WORK INSTRUCTIONS:
In full and without alteration, give the listing again.

-- start SOURCE RECORDS --

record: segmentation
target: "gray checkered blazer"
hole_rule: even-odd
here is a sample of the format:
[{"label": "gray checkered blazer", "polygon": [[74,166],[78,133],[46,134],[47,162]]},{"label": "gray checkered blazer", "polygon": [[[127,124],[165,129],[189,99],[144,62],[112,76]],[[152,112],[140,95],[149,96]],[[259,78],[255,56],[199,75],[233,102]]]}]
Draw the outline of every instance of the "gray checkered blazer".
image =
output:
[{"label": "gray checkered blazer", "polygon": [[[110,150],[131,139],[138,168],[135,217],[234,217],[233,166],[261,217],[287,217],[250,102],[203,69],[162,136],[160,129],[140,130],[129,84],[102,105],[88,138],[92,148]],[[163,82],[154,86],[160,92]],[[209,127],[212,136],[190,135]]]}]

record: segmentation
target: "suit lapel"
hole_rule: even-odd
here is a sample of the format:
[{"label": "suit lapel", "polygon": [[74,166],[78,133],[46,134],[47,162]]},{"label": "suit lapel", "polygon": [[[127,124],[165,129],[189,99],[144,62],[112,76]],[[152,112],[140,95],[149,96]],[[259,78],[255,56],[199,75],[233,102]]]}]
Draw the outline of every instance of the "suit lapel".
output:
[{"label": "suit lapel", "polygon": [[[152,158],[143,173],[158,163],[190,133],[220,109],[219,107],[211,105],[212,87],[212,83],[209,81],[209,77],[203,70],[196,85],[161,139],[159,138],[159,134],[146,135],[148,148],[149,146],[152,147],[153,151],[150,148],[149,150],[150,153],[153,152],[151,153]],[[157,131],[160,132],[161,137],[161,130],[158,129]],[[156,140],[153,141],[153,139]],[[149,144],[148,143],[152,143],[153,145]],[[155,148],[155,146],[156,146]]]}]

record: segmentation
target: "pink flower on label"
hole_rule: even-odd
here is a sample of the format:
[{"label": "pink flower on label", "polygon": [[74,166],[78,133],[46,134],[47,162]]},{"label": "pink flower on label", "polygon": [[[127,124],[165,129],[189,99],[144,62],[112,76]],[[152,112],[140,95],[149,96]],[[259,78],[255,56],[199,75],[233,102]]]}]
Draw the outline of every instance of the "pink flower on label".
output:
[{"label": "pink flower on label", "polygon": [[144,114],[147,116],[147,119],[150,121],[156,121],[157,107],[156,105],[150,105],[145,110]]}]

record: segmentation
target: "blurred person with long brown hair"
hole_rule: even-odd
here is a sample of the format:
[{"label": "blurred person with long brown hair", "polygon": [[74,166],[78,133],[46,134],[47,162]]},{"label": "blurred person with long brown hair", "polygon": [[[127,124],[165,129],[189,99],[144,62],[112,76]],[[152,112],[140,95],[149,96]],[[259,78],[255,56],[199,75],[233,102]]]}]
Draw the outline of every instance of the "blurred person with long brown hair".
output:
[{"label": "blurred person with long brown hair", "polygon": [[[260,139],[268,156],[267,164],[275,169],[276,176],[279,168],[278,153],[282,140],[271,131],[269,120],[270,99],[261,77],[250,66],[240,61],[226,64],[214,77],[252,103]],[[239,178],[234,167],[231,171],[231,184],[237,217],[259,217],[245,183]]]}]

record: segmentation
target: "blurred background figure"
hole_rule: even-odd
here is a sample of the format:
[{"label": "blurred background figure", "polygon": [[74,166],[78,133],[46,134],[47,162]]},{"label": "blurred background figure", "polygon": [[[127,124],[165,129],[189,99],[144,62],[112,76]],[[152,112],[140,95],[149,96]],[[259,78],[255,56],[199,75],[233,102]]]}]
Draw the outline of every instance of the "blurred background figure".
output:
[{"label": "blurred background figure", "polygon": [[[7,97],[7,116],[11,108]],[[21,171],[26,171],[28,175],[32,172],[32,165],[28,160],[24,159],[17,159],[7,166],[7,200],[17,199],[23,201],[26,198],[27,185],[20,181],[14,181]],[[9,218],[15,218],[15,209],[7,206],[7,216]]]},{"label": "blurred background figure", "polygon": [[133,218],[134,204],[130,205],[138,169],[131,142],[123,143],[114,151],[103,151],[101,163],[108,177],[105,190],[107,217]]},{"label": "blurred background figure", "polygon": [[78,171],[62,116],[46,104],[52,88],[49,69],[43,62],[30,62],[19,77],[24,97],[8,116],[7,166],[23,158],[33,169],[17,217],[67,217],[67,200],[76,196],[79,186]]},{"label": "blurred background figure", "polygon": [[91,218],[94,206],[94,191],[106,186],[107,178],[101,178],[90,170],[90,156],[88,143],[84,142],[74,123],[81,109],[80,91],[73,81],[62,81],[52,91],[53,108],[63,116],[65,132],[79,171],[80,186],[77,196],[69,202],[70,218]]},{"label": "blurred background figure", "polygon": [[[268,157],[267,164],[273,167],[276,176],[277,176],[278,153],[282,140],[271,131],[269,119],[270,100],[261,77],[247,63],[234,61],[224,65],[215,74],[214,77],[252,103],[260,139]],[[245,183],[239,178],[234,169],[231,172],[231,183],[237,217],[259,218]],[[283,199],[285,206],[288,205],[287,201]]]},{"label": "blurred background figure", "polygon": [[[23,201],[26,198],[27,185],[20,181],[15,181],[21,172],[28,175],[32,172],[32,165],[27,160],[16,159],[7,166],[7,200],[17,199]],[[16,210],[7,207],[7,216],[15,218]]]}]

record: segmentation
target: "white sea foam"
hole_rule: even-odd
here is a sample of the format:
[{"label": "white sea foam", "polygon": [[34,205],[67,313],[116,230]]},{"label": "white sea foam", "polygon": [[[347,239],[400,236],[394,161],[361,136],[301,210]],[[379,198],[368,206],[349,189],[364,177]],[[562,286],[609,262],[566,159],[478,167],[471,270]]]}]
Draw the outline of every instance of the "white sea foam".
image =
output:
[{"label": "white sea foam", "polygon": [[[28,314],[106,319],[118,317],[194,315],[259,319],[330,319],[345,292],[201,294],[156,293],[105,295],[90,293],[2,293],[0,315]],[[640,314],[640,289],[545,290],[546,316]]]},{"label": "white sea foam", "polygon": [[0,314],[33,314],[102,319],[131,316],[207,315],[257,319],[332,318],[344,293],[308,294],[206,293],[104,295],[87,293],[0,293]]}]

-- end SOURCE RECORDS --

ANSWER BELOW:
record: segmentation
target: "gray checkered blazer"
hole_rule: even-odd
here is a sample of the format:
[{"label": "gray checkered blazer", "polygon": [[74,166],[78,133],[46,134],[47,162]]},{"label": "gray checkered blazer", "polygon": [[[127,124],[165,129],[189,99],[144,62],[112,76]],[[152,112],[140,95],[149,96]],[[259,78],[255,56],[199,75],[233,102]]]}]
Draw the outline of every instance of the "gray checkered blazer".
image =
output:
[{"label": "gray checkered blazer", "polygon": [[[110,150],[131,139],[138,168],[135,217],[234,217],[233,166],[261,217],[287,217],[250,102],[203,69],[162,136],[160,129],[140,130],[129,84],[102,105],[88,138],[92,148]],[[163,82],[154,86],[160,92]],[[209,127],[212,136],[190,135]]]}]

record: segmentation
target: "suit lapel"
hole_rule: even-odd
here is a sample of the format:
[{"label": "suit lapel", "polygon": [[74,166],[78,133],[46,134],[47,162]]},{"label": "suit lapel", "polygon": [[[127,124],[165,129],[189,99],[144,62],[112,76]],[[152,112],[140,95],[149,96]],[[259,78],[255,56],[199,75],[233,102]]]}]
Draw the outline of every instance of the "suit lapel".
output:
[{"label": "suit lapel", "polygon": [[[152,158],[143,173],[158,163],[190,133],[220,109],[219,107],[211,105],[212,87],[212,83],[209,81],[209,77],[203,70],[196,85],[161,139],[159,138],[159,134],[146,135],[148,148],[149,146],[152,147],[153,151],[150,148],[149,150],[150,153],[153,152],[151,153]],[[157,131],[160,132],[161,137],[161,130],[158,129]],[[156,140],[153,141],[153,139]],[[149,144],[148,143],[152,143],[153,145]],[[155,148],[155,146],[156,146]]]}]

record: segmentation
target: "pink flower on label"
hole_rule: even-odd
here is a sample of the format:
[{"label": "pink flower on label", "polygon": [[74,166],[78,133],[46,134],[47,162]]},{"label": "pink flower on label", "polygon": [[[127,124],[165,129],[189,99],[144,62],[112,76]],[[152,112],[140,95],[149,96]],[[259,78],[255,56],[199,75],[233,102]]]}]
Draw the outline of every instance of the "pink flower on label".
output:
[{"label": "pink flower on label", "polygon": [[144,114],[147,116],[147,119],[150,121],[156,121],[157,107],[156,105],[150,105],[145,110]]}]

record: segmentation
target: "blurred person with long brown hair"
hole_rule: even-odd
here is a sample of the format:
[{"label": "blurred person with long brown hair", "polygon": [[74,166],[78,133],[46,134],[47,162]]},{"label": "blurred person with long brown hair", "polygon": [[[127,124],[165,129],[189,99],[144,62],[112,76]],[[152,112],[140,95],[149,96]],[[259,78],[255,56],[199,75],[233,102]]]}]
Draw the outline of every instance of the "blurred person with long brown hair".
output:
[{"label": "blurred person with long brown hair", "polygon": [[[260,139],[268,156],[267,164],[275,169],[276,176],[279,168],[278,153],[282,140],[271,131],[269,120],[270,99],[261,77],[250,66],[240,61],[226,64],[214,77],[252,103]],[[239,178],[234,167],[231,171],[231,184],[237,217],[259,217],[245,183]]]}]

record: segmentation
target: "blurred background figure"
hole_rule: even-odd
here is a sample of the format:
[{"label": "blurred background figure", "polygon": [[74,166],[78,133],[46,134],[47,162]]},{"label": "blurred background figure", "polygon": [[[127,124],[165,129],[189,99],[144,62],[112,76]],[[152,112],[140,95],[149,96]],[[259,78],[255,56],[199,75],[233,102]]]}]
Draw the outline of every instance of the "blurred background figure".
output:
[{"label": "blurred background figure", "polygon": [[[7,97],[7,116],[11,108]],[[21,171],[26,171],[28,175],[32,172],[32,165],[28,160],[24,159],[17,159],[7,166],[7,200],[17,199],[23,201],[26,198],[27,185],[20,181],[14,181]],[[9,218],[15,218],[15,209],[7,206],[7,216]]]},{"label": "blurred background figure", "polygon": [[133,218],[134,204],[130,205],[138,169],[131,142],[123,143],[114,151],[103,151],[101,163],[108,177],[105,190],[107,217]]},{"label": "blurred background figure", "polygon": [[78,171],[62,116],[46,104],[52,88],[49,69],[43,62],[30,62],[19,77],[24,97],[8,116],[7,166],[23,158],[33,169],[17,217],[67,217],[67,200],[76,196],[79,186]]},{"label": "blurred background figure", "polygon": [[91,218],[94,206],[94,191],[106,186],[107,178],[101,178],[90,170],[90,156],[88,143],[84,142],[74,123],[81,109],[80,91],[73,81],[62,81],[52,91],[53,108],[63,116],[65,132],[79,171],[80,186],[77,196],[69,202],[70,218]]},{"label": "blurred background figure", "polygon": [[[268,157],[267,164],[273,167],[276,176],[277,176],[278,153],[282,140],[271,131],[269,119],[270,100],[261,77],[247,63],[234,61],[224,65],[215,74],[214,77],[252,103],[260,139]],[[245,183],[239,178],[234,169],[231,172],[231,183],[237,217],[259,218]],[[283,199],[285,206],[288,205],[287,201]]]},{"label": "blurred background figure", "polygon": [[[23,201],[26,198],[27,185],[20,181],[15,181],[21,172],[28,175],[32,172],[32,165],[27,160],[16,159],[7,166],[7,200],[17,199]],[[16,210],[7,207],[7,216],[15,218]]]}]

record: segmentation
target: "white sea foam"
hole_rule: even-odd
here is a sample of the format:
[{"label": "white sea foam", "polygon": [[34,205],[67,313],[116,230]]},{"label": "white sea foam", "polygon": [[[347,239],[400,236],[394,161],[361,136],[301,210]],[[379,198],[368,206],[349,189],[364,177]],[[562,286],[609,262],[566,159],[478,167],[471,270]]]}]
Draw the outline of every instance of the "white sea foam".
image =
output:
[{"label": "white sea foam", "polygon": [[[28,314],[106,319],[118,317],[194,315],[259,319],[330,319],[345,292],[201,294],[156,293],[105,295],[90,293],[2,293],[0,315]],[[640,314],[640,289],[545,290],[546,316]]]},{"label": "white sea foam", "polygon": [[0,314],[33,314],[102,319],[131,316],[207,315],[257,319],[332,318],[344,293],[308,294],[206,293],[104,295],[87,293],[0,293]]}]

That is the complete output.